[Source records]
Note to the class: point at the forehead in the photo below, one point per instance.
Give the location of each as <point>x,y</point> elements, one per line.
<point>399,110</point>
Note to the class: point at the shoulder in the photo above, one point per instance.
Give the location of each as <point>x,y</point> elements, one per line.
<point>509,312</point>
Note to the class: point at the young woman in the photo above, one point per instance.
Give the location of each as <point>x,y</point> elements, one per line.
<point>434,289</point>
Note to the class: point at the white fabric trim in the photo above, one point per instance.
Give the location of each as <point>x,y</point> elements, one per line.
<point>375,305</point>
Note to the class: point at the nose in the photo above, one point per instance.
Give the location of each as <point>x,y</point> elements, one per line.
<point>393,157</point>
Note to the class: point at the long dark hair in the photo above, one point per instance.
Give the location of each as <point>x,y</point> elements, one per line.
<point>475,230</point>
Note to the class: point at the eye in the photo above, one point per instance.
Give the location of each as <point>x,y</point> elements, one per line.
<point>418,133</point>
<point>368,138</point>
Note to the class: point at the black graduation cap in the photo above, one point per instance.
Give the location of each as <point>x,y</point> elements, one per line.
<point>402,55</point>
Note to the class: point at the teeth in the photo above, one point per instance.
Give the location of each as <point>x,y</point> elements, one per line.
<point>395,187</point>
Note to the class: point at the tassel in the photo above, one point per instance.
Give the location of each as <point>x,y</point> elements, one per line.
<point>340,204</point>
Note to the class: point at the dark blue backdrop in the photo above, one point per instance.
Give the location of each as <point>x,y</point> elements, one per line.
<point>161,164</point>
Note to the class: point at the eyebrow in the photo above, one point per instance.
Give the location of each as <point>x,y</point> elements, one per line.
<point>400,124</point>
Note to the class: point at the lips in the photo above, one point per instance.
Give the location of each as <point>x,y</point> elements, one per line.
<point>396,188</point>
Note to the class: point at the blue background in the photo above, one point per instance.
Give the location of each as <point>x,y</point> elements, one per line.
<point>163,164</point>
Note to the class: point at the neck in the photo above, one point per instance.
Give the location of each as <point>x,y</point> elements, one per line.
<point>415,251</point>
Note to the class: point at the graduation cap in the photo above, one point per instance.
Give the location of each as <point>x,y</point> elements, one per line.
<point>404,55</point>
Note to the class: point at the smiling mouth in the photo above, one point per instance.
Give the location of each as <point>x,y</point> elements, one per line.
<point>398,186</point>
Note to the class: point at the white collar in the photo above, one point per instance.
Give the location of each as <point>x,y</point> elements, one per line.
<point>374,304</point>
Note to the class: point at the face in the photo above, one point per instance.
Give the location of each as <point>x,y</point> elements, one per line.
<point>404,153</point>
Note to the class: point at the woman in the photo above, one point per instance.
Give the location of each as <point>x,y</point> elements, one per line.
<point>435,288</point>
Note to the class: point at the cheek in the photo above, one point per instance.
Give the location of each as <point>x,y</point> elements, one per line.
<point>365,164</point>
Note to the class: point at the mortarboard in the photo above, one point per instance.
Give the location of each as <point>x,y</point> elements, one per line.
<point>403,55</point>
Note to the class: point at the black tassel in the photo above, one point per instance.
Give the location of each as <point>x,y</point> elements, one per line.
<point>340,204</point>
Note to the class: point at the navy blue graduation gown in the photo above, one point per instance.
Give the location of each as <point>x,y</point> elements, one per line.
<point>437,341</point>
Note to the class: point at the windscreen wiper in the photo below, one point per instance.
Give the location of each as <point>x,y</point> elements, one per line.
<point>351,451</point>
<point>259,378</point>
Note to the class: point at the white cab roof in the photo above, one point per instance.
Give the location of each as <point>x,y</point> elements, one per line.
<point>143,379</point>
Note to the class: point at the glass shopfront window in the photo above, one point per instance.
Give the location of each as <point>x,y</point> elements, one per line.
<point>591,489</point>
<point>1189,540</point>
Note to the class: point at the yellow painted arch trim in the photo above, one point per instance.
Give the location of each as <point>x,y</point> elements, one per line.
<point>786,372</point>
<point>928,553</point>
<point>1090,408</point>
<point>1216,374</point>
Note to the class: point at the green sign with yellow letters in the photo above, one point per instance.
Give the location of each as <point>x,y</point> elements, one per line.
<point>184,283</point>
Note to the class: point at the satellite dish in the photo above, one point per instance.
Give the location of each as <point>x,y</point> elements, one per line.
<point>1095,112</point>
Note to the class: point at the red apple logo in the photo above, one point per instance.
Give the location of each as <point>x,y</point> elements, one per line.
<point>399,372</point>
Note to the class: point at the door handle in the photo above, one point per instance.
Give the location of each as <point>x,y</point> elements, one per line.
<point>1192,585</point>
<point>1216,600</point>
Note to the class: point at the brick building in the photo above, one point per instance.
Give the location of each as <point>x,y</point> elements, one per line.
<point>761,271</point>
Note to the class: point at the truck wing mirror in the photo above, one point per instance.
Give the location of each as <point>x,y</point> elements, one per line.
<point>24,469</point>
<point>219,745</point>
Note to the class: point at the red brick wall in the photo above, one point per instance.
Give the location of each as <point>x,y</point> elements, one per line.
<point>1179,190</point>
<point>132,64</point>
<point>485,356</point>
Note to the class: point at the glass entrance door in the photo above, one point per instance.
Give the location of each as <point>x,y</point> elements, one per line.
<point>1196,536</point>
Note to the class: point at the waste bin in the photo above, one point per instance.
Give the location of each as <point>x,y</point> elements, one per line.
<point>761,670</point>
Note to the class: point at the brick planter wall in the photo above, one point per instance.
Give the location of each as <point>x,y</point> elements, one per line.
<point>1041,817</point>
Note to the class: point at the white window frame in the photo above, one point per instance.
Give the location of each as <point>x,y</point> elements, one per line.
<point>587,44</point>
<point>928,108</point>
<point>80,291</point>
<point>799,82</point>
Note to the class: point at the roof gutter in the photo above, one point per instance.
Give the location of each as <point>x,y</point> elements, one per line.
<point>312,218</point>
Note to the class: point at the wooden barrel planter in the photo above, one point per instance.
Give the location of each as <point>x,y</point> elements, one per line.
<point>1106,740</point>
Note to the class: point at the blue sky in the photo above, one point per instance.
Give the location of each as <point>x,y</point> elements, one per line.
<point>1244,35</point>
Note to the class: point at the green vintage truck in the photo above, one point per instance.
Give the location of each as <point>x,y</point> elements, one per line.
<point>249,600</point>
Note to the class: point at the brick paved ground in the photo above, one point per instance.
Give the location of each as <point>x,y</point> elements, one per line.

Problem to work on = Return each entry from above without altering a single character.

Written solution =
Note to the class: point at the forehead in the photo below, one point per instance.
Give the location of each as <point>x,y</point> elements, one per line.
<point>399,110</point>
Note to the class: point at the shoulder in the photo above, one point per instance.
Give the location of each as <point>x,y</point> elements, one per line.
<point>509,312</point>
Note to the class: point at the young woman in the photo above, one point per instance.
Give the location of each as <point>x,y</point> elements, one per line.
<point>434,289</point>
Note to the class: point at the white fabric trim in the photo above, one point per instance.
Give the location of each as <point>x,y</point> elements, one per line.
<point>375,305</point>
Note to the class: point at the nose in the photo above, one point per instance.
Give the location of each as <point>x,y</point> elements, one per line.
<point>393,157</point>
Note to the class: point at the long dark hair in the photo above, one point per instance.
Give the location of each as <point>x,y</point> elements, one per line.
<point>475,230</point>
Note to the class: point at the eye in the photo above, one point per instance.
Give the location of each as <point>x,y</point> elements, one per line.
<point>418,133</point>
<point>368,138</point>
Note to the class: point at the black graduation cap in the photo above, one point per instance.
Give the location of each as <point>x,y</point> elements, one per line.
<point>402,55</point>
Note to the class: point at the teeth in the photo above, one point per instance.
Give the location of each as <point>x,y</point> elements, one per line.
<point>395,187</point>
Note to the class: point at the tassel in the photo above, one point per instance.
Give the location of each as <point>x,y</point> elements, one per line.
<point>340,204</point>
Note to the class: point at the dark blue backdrop in the photo above, one point per instance.
Give the location of each as <point>x,y</point> elements, one per line.
<point>161,164</point>
Note to the class: point at the eyebrow in the photo above, one point per instance.
Give the location of each as <point>x,y</point> elements, one per line.
<point>400,124</point>
Note to the class: point at the lips in the photo above, one point per instance.
Give the location of each as <point>x,y</point> elements, one per line.
<point>396,188</point>
Note to the class: point at the blue background in the photo above, one point per instance.
Give the location of each as <point>x,y</point> elements, one per line.
<point>163,164</point>
Note to the class: point at the neck in the photo above, one point per instance.
Give the location of each as <point>x,y</point> elements, one per line.
<point>415,251</point>
Note to the class: point at the graduation cap in the photo above, one point per instance.
Give the location of each as <point>x,y</point> elements, one per line.
<point>404,55</point>
Note to the class: point at the smiling mouth in the photo above, one point per instance.
Give the location of each as <point>x,y</point> elements, one per line.
<point>398,186</point>
Note to the class: point at the white collar in the photo above, one point per instance.
Give the location of each as <point>x,y</point> elements, one per line.
<point>374,304</point>
Note to the class: point at the face in the photo above, one point per instance.
Give the location of each as <point>x,y</point> elements, one per line.
<point>404,153</point>
Note to the class: point at the woman in the photo above, one point per instance.
Give the location of each as <point>x,y</point> elements, one per line.
<point>435,288</point>
Note to the class: point at the cheek in the photo above, one point per instance.
Give the location of each as <point>x,y</point> elements, one per line.
<point>365,164</point>
Note to the class: point at the mortarboard in the photo above, one point per instance.
Give the location of each as <point>x,y</point> elements, one per line.
<point>403,55</point>
Note to the class: point at the black tassel in the photo above, one point per instance.
Give the location of each as <point>x,y</point> elements, one per line.
<point>340,204</point>
Note to the class: point at the navy blue graduation gown in the photo above, one point per instance.
Give the location of each as <point>x,y</point> elements, one per line.
<point>437,341</point>
Note to the class: point at the windscreen wiper in the photo below, one point per instance.
Give the location of each as <point>x,y</point> elements, one per line.
<point>351,451</point>
<point>259,378</point>
Note to the class: point at the white cab roof in the photo above, one point per instance.
Give the location of each as <point>x,y</point> elements, one per line.
<point>143,379</point>
Note to the class: point at the glass shopfront window in the photo above, one point per instance.
Give the location of each as <point>x,y</point> elements, one per line.
<point>591,489</point>
<point>1189,540</point>
Note to the class: point at the yellow painted arch trim in the photo above, one point per instance.
Give the location of each as <point>x,y</point> elements, one per line.
<point>786,372</point>
<point>928,553</point>
<point>1090,408</point>
<point>1216,374</point>
Note to the class: point at the green sign with yellow letters in the photo above, one point per instance.
Give the location of each as <point>x,y</point> elements, one per line.
<point>184,283</point>
Note to the class: point at the satellite dish in the photo above, one point per instance.
Give the location of each as <point>x,y</point> elements, one per line.
<point>1095,112</point>
Note to the class: point at the red apple logo in the photo above, one point per instance.
Give the location of each as <point>x,y</point> elements, one per line.
<point>399,372</point>
Note to the class: point at the door handle in the photo above, one point per instance.
Give the location of each as <point>x,y</point> elements, one per line.
<point>1192,585</point>
<point>1216,600</point>
Note to the class: point at the brick building in the photo above, one point per instance.
Give the location of each as <point>x,y</point> elements, one per line.
<point>761,271</point>
Note to the class: point at the truck wing mirror in the photo above, one point per instance.
Give the location of each as <point>x,y</point> elements, one per line.
<point>24,469</point>
<point>219,745</point>
Note to the class: point at the red brick wall in the photo above, one point per instance.
Give the location of each as <point>x,y</point> elements, one per line.
<point>1179,190</point>
<point>132,64</point>
<point>485,356</point>
Note to the class: point at the glass entrance door in the photo above, one point per instance.
Give the location of each as <point>x,y</point> elements, one per line.
<point>1196,536</point>
Note to the class: point at the waste bin in the photo above, one point per instance.
Give the location of each as <point>x,y</point> elements, one per line.
<point>761,670</point>
Note to the class: point at the brick planter wall in the photo above, one point per instance.
Give the location of each as <point>x,y</point> elements, one per line.
<point>1041,817</point>
Note to the class: point at the white window frame in the photo above, one point per instance.
Give the location of each as <point>x,y</point> elements, one per line.
<point>587,44</point>
<point>928,108</point>
<point>80,291</point>
<point>799,82</point>
Note to the class: point at the roof gutter in the photo above, one point per instance.
Give the location of each as <point>x,y</point> elements, one per line.
<point>312,218</point>
Note to the class: point at the wooden barrel planter in the photo above, one point per instance.
Give the location of each as <point>x,y</point> elements, one per line.
<point>1106,740</point>
Note to the class: point at the blue sky in the photo above, one point per instance.
Give the location of each as <point>x,y</point> elements, one per line.
<point>1244,35</point>
Note to the class: point at the green vintage truck in the photo above, one point per instance.
Give the location of each as <point>x,y</point> elements, one per line.
<point>249,600</point>
Note to the class: point at the brick paved ground in the photo above, one point per instance.
Give the location of each as <point>x,y</point> elements, one per line.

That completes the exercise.